▶ What is required: Show every line of the items that contains the word "lower", with case counting.

▶ Records for this task:
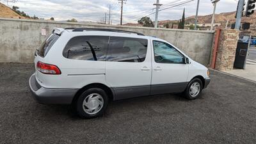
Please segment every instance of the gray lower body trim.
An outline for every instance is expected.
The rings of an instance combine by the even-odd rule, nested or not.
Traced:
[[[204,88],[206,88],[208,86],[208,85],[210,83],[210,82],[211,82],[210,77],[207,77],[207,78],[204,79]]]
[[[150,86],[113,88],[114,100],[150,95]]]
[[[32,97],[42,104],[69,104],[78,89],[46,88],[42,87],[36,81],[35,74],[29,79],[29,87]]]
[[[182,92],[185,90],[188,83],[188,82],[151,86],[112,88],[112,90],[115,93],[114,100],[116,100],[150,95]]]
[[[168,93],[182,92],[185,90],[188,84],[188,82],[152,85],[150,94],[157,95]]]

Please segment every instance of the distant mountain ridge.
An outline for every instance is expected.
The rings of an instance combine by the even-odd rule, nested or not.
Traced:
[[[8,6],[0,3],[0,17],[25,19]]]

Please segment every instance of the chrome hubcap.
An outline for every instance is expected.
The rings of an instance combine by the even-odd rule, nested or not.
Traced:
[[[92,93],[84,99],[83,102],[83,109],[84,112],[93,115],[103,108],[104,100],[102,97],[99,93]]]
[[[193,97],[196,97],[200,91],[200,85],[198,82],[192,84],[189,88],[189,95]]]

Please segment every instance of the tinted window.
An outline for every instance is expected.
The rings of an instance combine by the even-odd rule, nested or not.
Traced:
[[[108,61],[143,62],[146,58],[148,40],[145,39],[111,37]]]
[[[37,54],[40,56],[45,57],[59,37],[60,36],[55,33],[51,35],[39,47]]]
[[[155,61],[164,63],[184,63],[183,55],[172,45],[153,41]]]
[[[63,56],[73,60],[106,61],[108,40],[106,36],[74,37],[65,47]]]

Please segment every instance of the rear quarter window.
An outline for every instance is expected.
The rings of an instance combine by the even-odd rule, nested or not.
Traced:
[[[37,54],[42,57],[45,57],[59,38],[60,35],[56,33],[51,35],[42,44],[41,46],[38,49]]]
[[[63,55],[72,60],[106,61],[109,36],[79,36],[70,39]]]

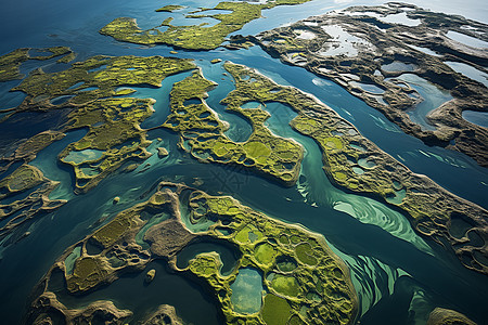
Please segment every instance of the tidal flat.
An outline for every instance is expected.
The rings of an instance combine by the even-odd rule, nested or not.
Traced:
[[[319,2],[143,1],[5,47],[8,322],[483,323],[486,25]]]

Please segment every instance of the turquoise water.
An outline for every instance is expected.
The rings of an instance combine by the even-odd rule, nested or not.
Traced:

==

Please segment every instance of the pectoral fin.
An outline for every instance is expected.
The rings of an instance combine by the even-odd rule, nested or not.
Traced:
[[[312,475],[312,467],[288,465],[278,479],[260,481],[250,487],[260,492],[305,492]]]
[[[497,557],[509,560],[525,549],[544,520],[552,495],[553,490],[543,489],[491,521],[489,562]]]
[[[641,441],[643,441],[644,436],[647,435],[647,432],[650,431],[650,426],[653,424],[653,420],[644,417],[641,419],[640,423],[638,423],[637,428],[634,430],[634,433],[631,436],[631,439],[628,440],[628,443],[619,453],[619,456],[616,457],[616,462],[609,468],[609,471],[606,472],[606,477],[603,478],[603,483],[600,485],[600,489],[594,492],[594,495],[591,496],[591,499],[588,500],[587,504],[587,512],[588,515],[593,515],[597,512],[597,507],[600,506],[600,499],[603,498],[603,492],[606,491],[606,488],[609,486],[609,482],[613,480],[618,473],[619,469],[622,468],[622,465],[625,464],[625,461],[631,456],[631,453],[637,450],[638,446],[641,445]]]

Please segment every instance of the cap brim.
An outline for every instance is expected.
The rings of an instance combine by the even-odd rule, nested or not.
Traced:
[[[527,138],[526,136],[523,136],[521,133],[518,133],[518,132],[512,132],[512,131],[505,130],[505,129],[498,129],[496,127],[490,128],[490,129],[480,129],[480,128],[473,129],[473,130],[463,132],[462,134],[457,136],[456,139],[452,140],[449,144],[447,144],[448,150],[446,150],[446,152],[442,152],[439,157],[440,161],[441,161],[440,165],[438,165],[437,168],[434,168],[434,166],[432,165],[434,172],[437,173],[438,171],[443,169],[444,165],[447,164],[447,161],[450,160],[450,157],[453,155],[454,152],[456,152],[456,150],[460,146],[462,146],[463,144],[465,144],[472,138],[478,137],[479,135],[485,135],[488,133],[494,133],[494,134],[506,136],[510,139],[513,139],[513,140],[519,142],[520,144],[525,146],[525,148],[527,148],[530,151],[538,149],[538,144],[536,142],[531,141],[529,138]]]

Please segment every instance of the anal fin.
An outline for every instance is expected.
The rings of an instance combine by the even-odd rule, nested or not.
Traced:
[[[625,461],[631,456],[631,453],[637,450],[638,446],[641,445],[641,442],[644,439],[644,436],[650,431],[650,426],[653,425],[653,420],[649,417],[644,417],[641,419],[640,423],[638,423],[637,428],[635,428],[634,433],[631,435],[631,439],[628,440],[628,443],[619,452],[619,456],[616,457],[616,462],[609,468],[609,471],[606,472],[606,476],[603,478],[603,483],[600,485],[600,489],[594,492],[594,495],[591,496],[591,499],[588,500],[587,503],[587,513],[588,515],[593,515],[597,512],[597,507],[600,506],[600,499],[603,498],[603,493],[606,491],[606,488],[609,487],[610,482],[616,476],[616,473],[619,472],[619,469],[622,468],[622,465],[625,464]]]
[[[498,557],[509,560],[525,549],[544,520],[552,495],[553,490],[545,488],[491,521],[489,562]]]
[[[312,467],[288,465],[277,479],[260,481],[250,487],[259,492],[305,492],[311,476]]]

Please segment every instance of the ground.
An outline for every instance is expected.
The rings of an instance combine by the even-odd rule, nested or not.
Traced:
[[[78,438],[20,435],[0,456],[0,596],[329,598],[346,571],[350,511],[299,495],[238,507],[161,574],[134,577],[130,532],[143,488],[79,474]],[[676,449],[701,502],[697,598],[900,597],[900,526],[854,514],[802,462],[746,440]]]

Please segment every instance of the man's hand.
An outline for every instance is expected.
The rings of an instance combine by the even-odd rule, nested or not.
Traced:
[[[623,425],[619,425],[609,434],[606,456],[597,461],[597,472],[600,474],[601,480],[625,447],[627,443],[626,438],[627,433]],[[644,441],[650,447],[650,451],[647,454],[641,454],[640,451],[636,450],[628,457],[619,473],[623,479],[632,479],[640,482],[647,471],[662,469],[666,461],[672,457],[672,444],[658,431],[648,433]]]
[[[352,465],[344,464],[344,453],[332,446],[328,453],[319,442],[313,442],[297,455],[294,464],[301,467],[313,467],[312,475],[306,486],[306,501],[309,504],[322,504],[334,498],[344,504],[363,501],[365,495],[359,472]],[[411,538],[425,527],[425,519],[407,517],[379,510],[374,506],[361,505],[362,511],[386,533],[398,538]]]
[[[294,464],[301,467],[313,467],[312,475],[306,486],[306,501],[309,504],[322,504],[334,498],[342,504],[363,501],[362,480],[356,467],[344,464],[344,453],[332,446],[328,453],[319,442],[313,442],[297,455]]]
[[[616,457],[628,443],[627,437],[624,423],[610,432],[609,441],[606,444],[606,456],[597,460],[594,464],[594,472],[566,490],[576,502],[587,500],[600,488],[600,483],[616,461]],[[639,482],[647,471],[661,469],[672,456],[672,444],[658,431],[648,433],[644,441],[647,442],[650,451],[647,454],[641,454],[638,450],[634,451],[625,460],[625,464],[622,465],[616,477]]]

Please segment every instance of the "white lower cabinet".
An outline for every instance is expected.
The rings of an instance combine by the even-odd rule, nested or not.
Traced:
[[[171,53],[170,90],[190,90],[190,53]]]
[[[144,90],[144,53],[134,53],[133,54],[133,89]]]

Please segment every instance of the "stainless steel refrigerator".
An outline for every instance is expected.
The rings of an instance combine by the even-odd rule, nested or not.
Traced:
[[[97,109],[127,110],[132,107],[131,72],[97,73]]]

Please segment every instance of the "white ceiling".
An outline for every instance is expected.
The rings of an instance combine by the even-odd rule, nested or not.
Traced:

---

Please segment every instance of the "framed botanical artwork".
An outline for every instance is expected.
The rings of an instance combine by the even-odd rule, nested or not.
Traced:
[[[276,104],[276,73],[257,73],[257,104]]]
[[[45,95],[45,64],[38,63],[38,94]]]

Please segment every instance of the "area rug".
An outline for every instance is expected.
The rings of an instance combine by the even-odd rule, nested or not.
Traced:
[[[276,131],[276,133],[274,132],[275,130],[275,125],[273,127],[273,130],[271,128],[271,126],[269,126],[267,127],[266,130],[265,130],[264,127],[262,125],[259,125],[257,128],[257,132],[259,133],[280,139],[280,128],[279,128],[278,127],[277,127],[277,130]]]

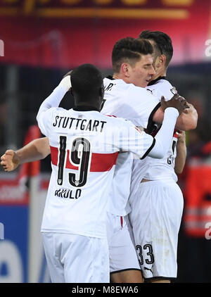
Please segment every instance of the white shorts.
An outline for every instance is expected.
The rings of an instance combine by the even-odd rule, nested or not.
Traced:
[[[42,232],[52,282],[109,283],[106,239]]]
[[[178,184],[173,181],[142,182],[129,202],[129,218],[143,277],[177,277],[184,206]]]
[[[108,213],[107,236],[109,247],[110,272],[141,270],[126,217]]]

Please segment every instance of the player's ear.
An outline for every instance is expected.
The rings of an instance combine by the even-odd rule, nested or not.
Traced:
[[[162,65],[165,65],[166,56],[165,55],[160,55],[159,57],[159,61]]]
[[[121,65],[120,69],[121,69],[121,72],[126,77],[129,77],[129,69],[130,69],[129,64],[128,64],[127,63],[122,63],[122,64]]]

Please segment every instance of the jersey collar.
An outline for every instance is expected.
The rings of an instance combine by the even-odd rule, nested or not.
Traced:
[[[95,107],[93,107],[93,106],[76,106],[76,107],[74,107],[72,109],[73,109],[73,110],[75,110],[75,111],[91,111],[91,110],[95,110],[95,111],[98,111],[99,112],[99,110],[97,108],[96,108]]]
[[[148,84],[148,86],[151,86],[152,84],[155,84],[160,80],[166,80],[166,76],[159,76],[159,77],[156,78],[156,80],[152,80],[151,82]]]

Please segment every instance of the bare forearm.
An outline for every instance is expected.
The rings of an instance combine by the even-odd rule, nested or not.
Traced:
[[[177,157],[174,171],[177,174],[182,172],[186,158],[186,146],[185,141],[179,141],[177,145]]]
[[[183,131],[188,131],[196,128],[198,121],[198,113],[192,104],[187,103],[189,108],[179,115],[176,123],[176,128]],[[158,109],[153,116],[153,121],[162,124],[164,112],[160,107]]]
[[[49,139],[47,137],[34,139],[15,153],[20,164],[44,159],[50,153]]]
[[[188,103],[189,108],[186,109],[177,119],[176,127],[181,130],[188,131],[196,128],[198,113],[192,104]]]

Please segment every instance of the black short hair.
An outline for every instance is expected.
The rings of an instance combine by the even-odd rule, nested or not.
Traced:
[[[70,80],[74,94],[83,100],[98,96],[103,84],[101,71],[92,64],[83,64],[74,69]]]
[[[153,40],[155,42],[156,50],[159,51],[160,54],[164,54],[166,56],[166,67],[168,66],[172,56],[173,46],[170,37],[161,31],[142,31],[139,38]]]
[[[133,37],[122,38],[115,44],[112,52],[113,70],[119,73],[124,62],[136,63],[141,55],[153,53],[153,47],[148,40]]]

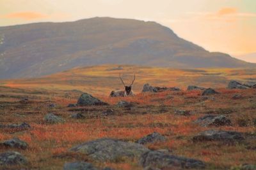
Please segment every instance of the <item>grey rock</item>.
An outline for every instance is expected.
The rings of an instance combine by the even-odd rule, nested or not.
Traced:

▶ Solution for this exercise:
Please segment every instance of the gray lower body trim.
Please segment every instance of the "white lower cabinet".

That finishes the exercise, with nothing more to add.